§ **EXERCISE REQUIREMENTS**: Display each line of the records below that contains the string "blue", treating uppercase and lowercase letters as different.

§ **Annotated coordinate records**:
# # # #
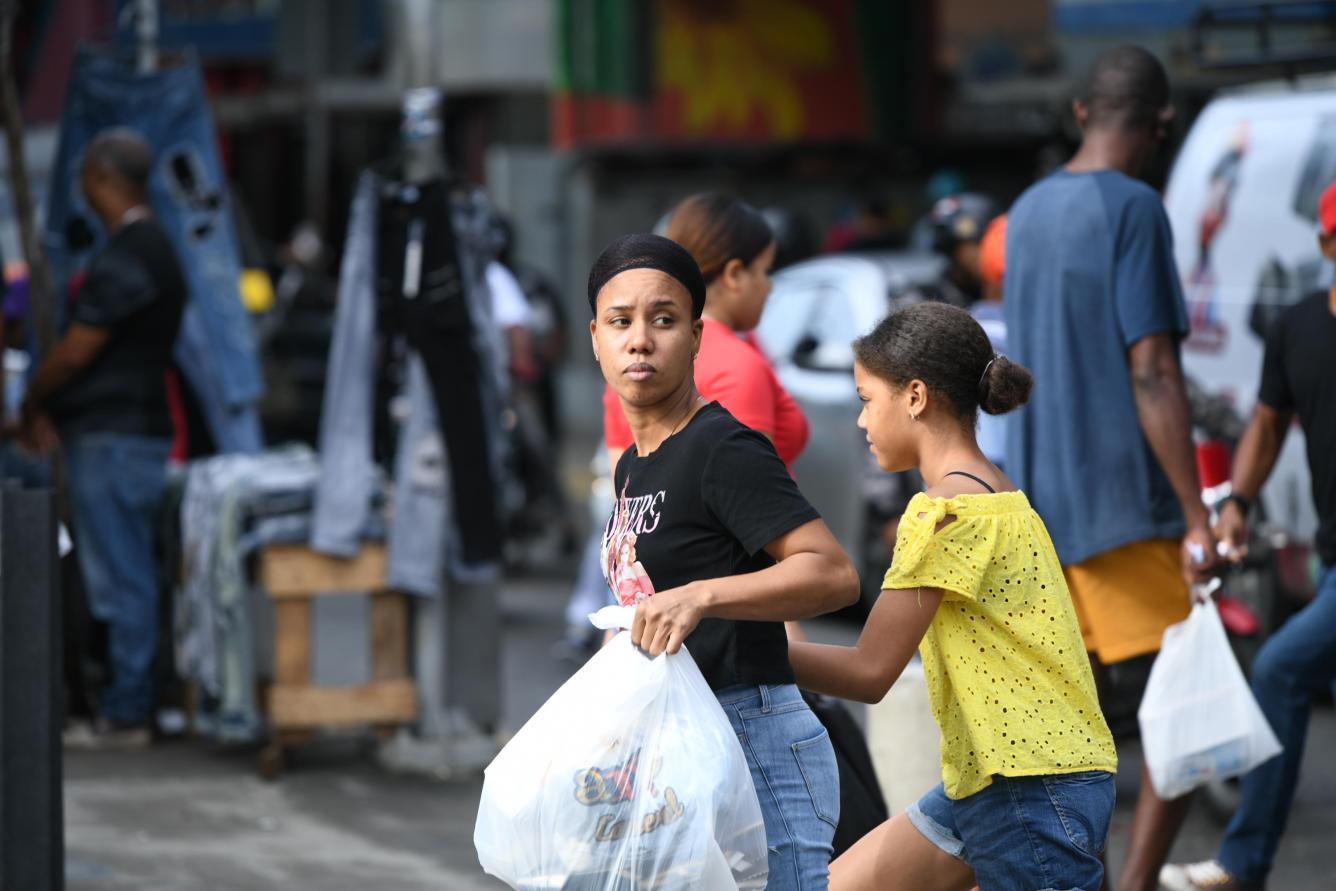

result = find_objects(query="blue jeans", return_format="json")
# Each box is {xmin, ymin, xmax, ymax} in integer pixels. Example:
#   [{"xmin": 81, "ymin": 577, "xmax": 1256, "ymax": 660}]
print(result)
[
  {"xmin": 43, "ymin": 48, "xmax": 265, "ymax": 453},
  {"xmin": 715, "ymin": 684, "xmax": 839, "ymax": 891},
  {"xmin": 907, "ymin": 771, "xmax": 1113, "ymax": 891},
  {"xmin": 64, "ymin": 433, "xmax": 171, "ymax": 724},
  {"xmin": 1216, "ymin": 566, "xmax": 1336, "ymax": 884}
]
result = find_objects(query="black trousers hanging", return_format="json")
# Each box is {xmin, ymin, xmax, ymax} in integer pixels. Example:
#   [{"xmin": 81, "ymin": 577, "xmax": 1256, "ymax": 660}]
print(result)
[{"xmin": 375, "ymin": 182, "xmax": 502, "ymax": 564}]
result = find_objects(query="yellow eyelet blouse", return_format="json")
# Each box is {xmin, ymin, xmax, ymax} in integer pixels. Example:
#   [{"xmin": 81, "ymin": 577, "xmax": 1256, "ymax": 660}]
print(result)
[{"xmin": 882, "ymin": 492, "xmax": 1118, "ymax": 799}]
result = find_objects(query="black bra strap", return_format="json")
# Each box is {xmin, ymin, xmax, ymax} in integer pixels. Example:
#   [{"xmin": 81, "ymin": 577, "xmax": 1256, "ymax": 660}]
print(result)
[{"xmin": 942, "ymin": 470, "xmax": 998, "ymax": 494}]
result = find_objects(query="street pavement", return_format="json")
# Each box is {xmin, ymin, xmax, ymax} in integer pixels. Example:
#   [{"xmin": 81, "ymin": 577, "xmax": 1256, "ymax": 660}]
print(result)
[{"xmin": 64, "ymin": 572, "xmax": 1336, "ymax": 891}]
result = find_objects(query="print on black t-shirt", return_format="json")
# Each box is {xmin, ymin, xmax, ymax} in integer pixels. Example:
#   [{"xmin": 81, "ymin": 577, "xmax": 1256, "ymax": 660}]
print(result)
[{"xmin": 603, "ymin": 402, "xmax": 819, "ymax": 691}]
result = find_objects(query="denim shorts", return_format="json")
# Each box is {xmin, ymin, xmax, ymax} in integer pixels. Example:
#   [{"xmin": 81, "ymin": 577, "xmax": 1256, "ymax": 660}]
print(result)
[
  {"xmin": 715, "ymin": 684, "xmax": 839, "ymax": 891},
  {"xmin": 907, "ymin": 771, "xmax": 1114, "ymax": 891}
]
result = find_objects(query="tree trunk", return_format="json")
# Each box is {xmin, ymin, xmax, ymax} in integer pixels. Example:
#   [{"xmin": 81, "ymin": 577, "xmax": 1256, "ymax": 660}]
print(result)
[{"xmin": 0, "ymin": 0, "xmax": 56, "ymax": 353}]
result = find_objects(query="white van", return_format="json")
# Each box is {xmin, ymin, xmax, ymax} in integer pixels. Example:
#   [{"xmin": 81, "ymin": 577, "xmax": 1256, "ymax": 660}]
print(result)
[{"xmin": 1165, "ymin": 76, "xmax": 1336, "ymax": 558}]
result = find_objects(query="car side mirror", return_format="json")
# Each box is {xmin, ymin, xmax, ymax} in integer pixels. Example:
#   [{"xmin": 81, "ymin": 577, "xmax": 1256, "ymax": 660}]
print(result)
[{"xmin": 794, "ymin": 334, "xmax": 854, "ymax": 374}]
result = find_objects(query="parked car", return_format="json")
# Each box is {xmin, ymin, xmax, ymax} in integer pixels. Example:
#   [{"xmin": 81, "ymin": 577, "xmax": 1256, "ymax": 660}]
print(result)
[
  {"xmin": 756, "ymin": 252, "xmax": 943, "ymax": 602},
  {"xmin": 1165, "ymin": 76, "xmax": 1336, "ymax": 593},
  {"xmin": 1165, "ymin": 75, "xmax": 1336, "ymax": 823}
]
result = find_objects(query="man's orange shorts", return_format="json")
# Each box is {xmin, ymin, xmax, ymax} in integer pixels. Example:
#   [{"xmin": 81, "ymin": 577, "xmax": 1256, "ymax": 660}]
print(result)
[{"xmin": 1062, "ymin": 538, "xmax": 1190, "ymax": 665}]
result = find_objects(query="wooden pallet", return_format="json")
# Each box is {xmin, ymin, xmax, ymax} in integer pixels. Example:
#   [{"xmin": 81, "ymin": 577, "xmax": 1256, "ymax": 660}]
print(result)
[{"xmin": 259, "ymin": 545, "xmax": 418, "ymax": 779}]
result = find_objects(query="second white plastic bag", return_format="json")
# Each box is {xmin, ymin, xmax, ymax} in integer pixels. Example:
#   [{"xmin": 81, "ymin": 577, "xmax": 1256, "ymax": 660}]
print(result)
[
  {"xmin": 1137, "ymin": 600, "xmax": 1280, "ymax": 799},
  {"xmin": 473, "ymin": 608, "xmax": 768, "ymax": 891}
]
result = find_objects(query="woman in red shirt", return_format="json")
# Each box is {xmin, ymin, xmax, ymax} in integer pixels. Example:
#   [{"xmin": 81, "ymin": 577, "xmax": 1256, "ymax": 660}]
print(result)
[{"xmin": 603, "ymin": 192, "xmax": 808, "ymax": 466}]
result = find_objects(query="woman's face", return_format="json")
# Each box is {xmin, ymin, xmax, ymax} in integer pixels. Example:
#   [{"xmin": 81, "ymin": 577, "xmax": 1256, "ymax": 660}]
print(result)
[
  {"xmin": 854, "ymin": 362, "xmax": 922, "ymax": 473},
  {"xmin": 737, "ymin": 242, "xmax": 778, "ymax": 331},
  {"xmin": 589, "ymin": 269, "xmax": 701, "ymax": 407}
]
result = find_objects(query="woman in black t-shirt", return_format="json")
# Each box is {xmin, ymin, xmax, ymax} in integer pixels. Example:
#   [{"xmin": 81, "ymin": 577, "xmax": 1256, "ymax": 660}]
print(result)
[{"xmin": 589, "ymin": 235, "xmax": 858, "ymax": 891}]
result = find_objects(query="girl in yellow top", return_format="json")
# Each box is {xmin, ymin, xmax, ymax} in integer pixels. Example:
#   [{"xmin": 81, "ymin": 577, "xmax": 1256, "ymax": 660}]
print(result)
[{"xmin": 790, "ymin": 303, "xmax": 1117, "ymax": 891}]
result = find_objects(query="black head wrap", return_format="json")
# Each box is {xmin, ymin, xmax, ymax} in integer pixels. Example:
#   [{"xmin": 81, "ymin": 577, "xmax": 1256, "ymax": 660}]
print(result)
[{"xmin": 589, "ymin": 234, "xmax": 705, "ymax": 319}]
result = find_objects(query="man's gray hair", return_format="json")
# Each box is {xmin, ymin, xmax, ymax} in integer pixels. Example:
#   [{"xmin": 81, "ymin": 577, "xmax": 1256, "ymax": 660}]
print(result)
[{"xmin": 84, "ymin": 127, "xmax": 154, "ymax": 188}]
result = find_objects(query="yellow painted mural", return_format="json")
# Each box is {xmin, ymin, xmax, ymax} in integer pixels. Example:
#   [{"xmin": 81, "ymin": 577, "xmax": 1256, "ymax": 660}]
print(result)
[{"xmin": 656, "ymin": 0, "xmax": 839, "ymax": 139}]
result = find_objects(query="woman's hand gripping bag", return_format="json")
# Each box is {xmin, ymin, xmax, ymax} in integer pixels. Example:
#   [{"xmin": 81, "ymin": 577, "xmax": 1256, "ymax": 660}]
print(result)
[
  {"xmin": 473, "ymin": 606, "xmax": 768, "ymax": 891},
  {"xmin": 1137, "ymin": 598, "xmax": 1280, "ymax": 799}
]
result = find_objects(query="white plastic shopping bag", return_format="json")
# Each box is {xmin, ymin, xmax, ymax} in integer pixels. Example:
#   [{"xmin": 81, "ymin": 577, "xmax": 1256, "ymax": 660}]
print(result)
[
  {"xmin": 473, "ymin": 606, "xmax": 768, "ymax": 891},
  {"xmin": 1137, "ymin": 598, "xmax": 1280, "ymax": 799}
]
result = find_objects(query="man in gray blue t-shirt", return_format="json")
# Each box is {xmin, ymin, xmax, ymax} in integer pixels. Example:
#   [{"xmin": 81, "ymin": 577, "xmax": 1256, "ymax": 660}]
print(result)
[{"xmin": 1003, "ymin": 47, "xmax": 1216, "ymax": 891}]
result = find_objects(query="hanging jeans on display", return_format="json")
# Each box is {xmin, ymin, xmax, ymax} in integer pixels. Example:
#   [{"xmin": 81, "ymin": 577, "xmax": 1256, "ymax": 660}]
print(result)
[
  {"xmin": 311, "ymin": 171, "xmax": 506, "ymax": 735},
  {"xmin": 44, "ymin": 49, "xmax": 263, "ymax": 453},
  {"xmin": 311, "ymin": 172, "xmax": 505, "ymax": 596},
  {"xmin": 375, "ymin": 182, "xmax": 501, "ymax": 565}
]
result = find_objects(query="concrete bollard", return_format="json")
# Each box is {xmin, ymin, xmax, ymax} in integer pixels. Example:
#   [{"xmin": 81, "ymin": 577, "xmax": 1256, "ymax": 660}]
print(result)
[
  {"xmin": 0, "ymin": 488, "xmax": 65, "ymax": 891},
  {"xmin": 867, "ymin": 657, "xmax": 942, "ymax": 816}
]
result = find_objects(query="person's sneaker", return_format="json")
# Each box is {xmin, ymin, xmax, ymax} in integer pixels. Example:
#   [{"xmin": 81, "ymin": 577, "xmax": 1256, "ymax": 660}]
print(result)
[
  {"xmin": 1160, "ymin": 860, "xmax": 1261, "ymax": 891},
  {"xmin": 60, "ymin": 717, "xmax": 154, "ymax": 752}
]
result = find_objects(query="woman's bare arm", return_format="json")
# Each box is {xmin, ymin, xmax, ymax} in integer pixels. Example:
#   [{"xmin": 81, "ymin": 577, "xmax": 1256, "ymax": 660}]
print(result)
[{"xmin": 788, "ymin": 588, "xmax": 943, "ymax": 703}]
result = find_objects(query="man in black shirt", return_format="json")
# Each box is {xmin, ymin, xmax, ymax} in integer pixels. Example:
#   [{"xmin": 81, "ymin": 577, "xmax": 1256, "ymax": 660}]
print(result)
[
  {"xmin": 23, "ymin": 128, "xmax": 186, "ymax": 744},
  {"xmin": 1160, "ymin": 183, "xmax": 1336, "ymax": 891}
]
# # # #
§ **WORKED ANSWER**:
result = find_objects(query="blue jeans", return_format="json")
result = find_objects(query="man in gray blue t-shirt", return_format="json")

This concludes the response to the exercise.